Region annotation items:
____

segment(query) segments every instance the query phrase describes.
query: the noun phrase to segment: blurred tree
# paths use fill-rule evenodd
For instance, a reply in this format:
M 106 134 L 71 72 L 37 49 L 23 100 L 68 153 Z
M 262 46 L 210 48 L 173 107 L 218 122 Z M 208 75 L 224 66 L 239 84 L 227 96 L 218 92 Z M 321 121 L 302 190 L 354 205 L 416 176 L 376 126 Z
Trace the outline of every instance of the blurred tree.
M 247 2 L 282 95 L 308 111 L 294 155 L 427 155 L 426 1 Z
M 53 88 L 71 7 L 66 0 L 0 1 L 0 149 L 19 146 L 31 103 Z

____

Write out all of the items above again, line for line, without changing anything.

segment(query) segments every instance the query phrase describes.
query: the noun phrase to segment: blurred tree
# paths use fill-rule evenodd
For instance, a reply in this format:
M 106 134 L 71 72 L 37 49 L 23 100 L 68 153 Z
M 262 46 L 210 48 L 173 107 L 218 122 Z M 208 75 L 224 66 L 239 84 L 227 96 L 218 92 Z M 321 121 L 302 190 L 354 205 L 416 176 L 376 126 Z
Trace the outline of every instance of the blurred tree.
M 247 2 L 282 95 L 308 111 L 294 155 L 427 155 L 426 1 Z
M 53 88 L 71 7 L 66 0 L 0 1 L 0 149 L 19 146 L 31 103 Z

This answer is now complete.